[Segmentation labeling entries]

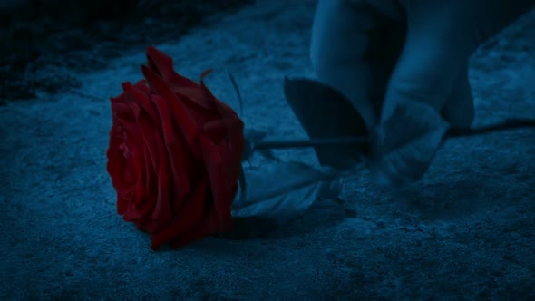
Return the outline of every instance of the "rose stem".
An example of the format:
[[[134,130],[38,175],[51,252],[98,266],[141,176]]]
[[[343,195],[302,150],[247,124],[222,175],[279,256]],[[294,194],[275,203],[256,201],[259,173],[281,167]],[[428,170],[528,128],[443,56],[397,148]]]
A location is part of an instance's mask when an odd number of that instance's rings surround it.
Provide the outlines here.
[[[535,127],[535,120],[510,119],[503,122],[490,124],[474,129],[451,129],[445,139],[474,136],[492,131]],[[255,150],[272,150],[287,148],[308,148],[316,146],[365,146],[367,137],[314,138],[310,140],[262,140],[255,143]]]

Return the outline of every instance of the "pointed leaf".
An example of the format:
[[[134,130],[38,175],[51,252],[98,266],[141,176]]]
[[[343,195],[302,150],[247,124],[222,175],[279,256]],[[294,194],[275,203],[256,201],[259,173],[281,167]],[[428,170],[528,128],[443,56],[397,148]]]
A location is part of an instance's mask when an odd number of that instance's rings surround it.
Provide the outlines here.
[[[301,162],[277,162],[245,174],[247,197],[232,204],[234,229],[221,237],[254,238],[298,218],[335,176]]]
[[[420,180],[449,127],[433,107],[423,102],[397,103],[371,137],[370,168],[375,181],[399,186]]]
[[[310,138],[366,136],[365,124],[351,102],[339,92],[308,79],[285,78],[284,93]],[[365,148],[316,147],[322,165],[345,169],[360,160]]]

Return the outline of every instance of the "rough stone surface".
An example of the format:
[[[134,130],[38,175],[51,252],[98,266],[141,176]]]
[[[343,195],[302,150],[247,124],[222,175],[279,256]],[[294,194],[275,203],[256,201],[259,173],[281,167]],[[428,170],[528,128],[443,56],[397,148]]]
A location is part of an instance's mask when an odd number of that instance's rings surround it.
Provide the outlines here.
[[[231,71],[248,126],[302,137],[282,80],[313,76],[314,3],[258,1],[156,46],[194,80],[213,68],[209,87],[238,108]],[[366,170],[344,178],[338,197],[267,238],[151,251],[116,214],[105,170],[108,99],[144,60],[132,52],[70,74],[76,90],[0,107],[0,299],[535,298],[533,130],[452,140],[403,190],[375,187]],[[474,125],[534,118],[535,12],[482,47],[470,76]]]

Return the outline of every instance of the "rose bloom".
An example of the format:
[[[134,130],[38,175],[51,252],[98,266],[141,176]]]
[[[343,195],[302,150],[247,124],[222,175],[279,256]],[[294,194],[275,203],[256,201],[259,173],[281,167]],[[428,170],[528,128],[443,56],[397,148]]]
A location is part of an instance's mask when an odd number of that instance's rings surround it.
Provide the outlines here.
[[[107,170],[117,211],[151,248],[183,246],[231,229],[244,150],[243,122],[205,86],[147,49],[145,79],[112,98]]]

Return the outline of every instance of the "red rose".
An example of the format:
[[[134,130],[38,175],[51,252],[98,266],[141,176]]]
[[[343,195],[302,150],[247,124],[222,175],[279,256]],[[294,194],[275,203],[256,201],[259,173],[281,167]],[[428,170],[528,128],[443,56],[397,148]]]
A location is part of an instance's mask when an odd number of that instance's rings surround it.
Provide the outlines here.
[[[107,169],[117,212],[151,234],[151,248],[177,248],[230,230],[244,149],[243,122],[204,85],[147,49],[145,80],[112,98]]]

TASK DETAILS: Pictures are to be left out; repeat all the remaining data exactly.

RESPONSE TO THE EXERCISE:
Return the outline of every instance of the "rose stem".
An example of the format:
[[[134,130],[38,175],[51,252],[98,266],[141,176]]]
[[[343,195],[302,150],[247,124],[222,175],[279,256]],[[294,194],[275,203],[256,201],[259,173],[281,167]],[[428,170],[528,128],[443,56],[397,148]]]
A location is part of an instance's mask when an odd number of that instance's rings surround it.
Provide the outlines here.
[[[535,127],[535,120],[510,119],[503,122],[490,124],[474,129],[451,129],[445,139],[474,136],[492,131]],[[255,150],[272,150],[287,148],[308,148],[316,146],[365,146],[367,137],[314,138],[310,140],[262,140],[255,143]]]

Return the outline of every instance of the "pointed leaf".
An example of the format:
[[[134,130],[38,175],[51,252],[98,266],[141,176]]]
[[[343,195],[302,150],[247,124],[222,175],[279,256]],[[294,194],[275,203],[256,201],[259,173],[281,167]],[[428,170],[528,128],[443,56],[397,148]]]
A location is part of an instance's mask when an odd number of that instance's rings surround it.
Provide the outlines here.
[[[301,162],[277,162],[245,174],[247,197],[232,204],[234,229],[221,237],[254,238],[298,218],[335,176]]]
[[[420,180],[449,127],[433,107],[423,102],[397,103],[371,137],[370,168],[375,181],[399,186]]]
[[[310,138],[366,136],[365,124],[351,102],[339,92],[308,79],[285,78],[284,93]],[[365,148],[316,147],[322,165],[345,169],[360,160]]]

Return the outline of every instance of the "rough stone surface".
An example of the format:
[[[134,130],[38,175],[51,252],[98,266],[141,176]]]
[[[343,195],[302,150],[247,124],[222,175],[279,256]],[[294,194],[275,203],[256,201],[259,173],[281,167]],[[428,170],[528,128],[443,56],[397,148]]]
A location is part of an instance's mask when an odd number of that instance's rings surround it.
Provide the outlines here.
[[[231,71],[248,126],[302,137],[282,80],[313,76],[314,3],[258,1],[156,46],[194,80],[213,68],[209,87],[238,108]],[[366,170],[344,178],[338,197],[267,238],[151,251],[116,214],[105,170],[108,99],[144,60],[132,52],[70,74],[76,90],[0,107],[0,299],[535,298],[533,130],[452,140],[403,190],[375,187]],[[474,125],[534,118],[535,12],[482,47],[470,76]]]

Return the outline of every instance of the "rose bloom".
An example of the format:
[[[134,130],[38,175],[51,252],[98,266],[141,176]]]
[[[343,195],[302,150],[247,124],[222,175],[279,256]],[[294,194],[275,203],[256,201],[259,173],[281,167]],[[428,170],[528,128],[443,56],[397,148]]]
A location is part of an instance's mask when an odd number of that instance's rings surround it.
Provide the outlines here.
[[[107,170],[117,211],[151,248],[183,246],[231,229],[244,150],[243,122],[205,86],[147,49],[145,79],[112,98]]]

Return the outline of every instance of the "red rose".
An example of the format:
[[[134,130],[38,175],[51,252],[98,266],[141,176]]]
[[[343,195],[302,150],[247,124],[222,175],[279,256]],[[294,194],[275,203],[256,201],[259,173],[281,167]],[[428,170],[528,128],[443,56],[397,148]]]
A location is part of an instance's mask when an odd number of that instance's rings surround it.
Provide the outlines here.
[[[107,169],[117,212],[151,234],[151,248],[177,248],[230,230],[244,149],[243,122],[204,85],[147,49],[145,80],[112,98]]]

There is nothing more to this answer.